START Document section

That being said - I don't know otherwise. However, these are young impressionable children.
verso
5 years ago
I am sure they are capable of loving parents, but I could only imagine the type of ridicule they would face. Further, I am not certain that a gay couple could provide balanced parenthood.
That being said - I don't know otherwise. However, these are young impressionable children.
Yes, children are impressionable that's why every effort should be made to stamp out homophobia from their impressionable minds.
Hate can be taught, sexual preferences can not.
Yammer
5 years ago
This story is interesting in that it reminds us that there are enough queer-hating folks in Canada to form a substantial voting bloc. Wow, what year is it?
netscaper2
5 years ago
Im glad Rafe has finally recognized that gay/lesbian marraige has been happening for some time now.
Perhaps his great influence back east may have changed the liberals mind when it came to a vote...I'm sure his rambling could have earned him that "NO"
vote that he so desperately wished for.
As for provincial marraige commisioners,
they can not refuse a request to perform a gay or lesbian wedding.
nightbloom
5 years ago
She certainly wasted no time jumping into the fray:
New US church leader says homosexuality no sin
http://today.reuters.com/news/newsarticle.aspx?type=topNews&storyid=2006-06-19T193318Z_01_N19347151_RTRUKOC_0_US-RELIGION-EPISCOPALS-BISHOP.xml&src=rss&rpc=22
kurt
5 years ago
Correct me if I'm wrong but I can't think of a single verse in the Bible that describes or qualifies what "marriage" is. And what gives any church the right to impose their interpretation of marriage on the rest of us?

END Document section
START Entries shown

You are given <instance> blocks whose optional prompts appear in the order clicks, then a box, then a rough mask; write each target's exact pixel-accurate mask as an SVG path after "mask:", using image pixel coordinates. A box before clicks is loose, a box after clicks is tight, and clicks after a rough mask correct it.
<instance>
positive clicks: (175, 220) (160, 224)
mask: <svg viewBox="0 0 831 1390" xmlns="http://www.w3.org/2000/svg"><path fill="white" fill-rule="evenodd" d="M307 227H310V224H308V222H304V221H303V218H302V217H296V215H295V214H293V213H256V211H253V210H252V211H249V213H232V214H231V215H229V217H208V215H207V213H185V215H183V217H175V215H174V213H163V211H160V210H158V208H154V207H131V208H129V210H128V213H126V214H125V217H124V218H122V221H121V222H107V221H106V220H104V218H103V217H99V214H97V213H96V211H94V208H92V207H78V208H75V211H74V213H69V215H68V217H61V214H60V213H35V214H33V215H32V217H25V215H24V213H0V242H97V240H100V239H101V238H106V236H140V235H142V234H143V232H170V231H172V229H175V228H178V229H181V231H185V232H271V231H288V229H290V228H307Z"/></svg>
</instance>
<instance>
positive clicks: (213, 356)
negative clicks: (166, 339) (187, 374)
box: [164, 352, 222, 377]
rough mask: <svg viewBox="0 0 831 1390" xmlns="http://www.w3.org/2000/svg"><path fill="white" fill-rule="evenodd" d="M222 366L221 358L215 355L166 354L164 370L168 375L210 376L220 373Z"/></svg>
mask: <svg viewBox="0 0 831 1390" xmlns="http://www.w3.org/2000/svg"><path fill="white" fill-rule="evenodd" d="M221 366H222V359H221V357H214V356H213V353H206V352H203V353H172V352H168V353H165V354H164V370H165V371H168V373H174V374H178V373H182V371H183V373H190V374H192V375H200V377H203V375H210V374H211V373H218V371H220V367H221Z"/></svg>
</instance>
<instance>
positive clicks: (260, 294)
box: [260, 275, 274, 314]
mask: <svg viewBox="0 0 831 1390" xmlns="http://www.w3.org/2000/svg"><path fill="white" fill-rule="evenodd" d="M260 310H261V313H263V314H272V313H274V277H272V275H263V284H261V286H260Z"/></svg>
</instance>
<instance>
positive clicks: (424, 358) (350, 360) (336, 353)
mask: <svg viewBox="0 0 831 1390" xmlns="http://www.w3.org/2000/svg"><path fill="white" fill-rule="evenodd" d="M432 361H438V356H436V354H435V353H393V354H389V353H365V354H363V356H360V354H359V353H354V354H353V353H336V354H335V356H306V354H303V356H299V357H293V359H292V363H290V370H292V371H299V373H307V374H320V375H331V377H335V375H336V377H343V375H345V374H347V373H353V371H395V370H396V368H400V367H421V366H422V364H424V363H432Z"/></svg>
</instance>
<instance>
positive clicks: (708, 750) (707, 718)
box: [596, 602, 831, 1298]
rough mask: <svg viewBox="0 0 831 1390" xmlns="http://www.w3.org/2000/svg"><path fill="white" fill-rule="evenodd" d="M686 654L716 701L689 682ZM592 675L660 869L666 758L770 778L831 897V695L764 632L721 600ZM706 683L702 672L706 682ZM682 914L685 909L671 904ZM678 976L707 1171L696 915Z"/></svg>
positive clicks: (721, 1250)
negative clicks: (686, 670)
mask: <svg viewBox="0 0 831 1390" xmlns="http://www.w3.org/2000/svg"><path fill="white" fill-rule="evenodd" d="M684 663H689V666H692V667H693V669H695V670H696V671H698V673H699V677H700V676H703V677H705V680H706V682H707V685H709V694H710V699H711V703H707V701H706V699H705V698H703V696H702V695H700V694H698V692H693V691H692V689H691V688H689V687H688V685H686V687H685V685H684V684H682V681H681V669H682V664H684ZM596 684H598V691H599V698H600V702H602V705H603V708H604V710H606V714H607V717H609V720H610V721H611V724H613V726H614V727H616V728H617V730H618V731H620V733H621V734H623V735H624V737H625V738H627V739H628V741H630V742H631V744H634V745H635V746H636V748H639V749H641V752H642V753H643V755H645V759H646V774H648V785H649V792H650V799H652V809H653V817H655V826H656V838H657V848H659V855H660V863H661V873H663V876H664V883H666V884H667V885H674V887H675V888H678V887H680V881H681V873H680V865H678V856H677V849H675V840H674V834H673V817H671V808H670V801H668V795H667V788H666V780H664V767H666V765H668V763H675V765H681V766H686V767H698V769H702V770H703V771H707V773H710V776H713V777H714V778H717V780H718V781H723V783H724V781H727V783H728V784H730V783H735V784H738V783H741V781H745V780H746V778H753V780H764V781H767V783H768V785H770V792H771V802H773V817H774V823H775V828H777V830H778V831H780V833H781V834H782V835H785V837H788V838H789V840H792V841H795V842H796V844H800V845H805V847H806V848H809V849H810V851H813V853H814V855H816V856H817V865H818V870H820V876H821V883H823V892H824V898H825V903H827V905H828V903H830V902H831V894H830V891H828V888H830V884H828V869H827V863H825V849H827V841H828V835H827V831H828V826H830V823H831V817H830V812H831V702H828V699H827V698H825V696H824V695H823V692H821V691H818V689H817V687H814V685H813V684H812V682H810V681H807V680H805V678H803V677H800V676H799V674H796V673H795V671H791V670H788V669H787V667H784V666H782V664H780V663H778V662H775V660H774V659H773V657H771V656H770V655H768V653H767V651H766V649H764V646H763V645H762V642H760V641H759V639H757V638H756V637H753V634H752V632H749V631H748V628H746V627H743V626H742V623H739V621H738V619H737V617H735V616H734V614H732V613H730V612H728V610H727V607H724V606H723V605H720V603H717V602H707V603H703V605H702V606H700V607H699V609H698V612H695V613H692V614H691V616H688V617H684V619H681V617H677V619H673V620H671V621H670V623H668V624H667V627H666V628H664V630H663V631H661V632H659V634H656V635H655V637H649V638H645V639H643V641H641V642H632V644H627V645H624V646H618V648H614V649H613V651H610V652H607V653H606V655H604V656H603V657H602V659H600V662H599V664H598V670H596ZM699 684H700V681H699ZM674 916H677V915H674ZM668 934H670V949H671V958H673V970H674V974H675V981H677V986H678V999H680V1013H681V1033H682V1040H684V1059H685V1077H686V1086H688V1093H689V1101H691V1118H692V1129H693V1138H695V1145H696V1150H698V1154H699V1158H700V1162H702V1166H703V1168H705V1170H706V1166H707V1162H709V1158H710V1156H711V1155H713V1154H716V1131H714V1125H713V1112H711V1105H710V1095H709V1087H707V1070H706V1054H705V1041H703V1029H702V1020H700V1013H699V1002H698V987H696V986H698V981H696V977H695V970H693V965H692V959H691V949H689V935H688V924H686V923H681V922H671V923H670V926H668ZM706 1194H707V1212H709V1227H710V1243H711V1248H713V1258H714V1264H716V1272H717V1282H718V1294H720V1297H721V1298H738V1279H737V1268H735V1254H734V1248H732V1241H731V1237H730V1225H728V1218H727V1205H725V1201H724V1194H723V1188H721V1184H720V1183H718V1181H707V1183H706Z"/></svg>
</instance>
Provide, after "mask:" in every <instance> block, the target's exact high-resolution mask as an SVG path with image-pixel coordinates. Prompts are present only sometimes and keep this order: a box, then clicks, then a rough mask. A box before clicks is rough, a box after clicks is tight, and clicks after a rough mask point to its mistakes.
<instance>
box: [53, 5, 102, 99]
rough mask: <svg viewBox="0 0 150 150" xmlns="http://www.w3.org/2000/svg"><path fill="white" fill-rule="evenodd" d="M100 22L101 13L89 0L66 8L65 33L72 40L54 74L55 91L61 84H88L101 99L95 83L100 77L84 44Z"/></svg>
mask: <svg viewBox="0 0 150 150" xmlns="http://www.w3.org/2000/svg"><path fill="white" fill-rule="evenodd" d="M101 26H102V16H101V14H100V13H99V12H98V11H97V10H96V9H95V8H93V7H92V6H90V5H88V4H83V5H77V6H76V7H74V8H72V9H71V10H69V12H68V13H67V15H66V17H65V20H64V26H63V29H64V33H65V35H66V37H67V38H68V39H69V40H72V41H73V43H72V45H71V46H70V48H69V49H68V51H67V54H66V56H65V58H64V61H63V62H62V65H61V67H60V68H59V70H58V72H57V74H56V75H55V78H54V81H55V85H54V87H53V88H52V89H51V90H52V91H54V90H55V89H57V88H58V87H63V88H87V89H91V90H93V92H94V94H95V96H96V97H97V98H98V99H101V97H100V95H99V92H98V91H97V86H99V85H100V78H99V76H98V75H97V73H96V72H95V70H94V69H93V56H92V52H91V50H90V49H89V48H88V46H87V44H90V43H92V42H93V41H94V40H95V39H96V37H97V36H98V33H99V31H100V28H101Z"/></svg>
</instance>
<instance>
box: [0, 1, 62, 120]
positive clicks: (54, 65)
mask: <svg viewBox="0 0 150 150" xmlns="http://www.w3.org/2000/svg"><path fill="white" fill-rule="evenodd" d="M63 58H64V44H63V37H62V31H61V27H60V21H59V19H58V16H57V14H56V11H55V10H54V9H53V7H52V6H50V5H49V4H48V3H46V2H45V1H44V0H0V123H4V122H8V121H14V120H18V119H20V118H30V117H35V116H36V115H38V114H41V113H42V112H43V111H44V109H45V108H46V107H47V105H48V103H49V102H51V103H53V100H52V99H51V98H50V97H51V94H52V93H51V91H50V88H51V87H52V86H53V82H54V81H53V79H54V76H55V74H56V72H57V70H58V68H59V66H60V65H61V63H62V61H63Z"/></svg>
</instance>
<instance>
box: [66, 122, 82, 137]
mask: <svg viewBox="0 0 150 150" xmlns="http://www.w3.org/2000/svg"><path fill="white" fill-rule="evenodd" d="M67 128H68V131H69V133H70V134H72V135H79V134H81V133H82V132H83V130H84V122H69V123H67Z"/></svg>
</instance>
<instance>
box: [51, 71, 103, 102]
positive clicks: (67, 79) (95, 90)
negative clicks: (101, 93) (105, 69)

END Entries shown

■ Task description
Print the comment thread on same-sex marriage in full, word for word. The records play no part in what comes next.

■ Answer to the exercise
That being said - I don't know otherwise. However, these are young impressionable children.
verso
5 years ago
I am sure they are capable of loving parents, but I could only imagine the type of ridicule they would face. Further, I am not certain that a gay couple could provide balanced parenthood.
That being said - I don't know otherwise. However, these are young impressionable children.
Yes, children are impressionable that's why every effort should be made to stamp out homophobia from their impressionable minds.
Hate can be taught, sexual preferences can not.
Yammer
5 years ago
This story is interesting in that it reminds us that there are enough queer-hating folks in Canada to form a substantial voting bloc. Wow, what year is it?
netscaper2
5 years ago
Im glad Rafe has finally recognized that gay/lesbian marraige has been happening for some time now.
Perhaps his great influence back east may have changed the liberals mind when it came to a vote...I'm sure his rambling could have earned him that "NO"
vote that he so desperately wished for.
As for provincial marraige commisioners,
they can not refuse a request to perform a gay or lesbian wedding.
nightbloom
5 years ago
She certainly wasted no time jumping into the fray:
New US church leader says homosexuality no sin
http://today.reuters.com/news/newsarticle.aspx?type=topNews&storyid=2006-06-19T193318Z_01_N19347151_RTRUKOC_0_US-RELIGION-EPISCOPALS-BISHOP.xml&src=rss&rpc=22
kurt
5 years ago
Correct me if I'm wrong but I can't think of a single verse in the Bible that describes or qualifies what "marriage" is. And what gives any church the right to impose their interpretation of marriage on the rest of us?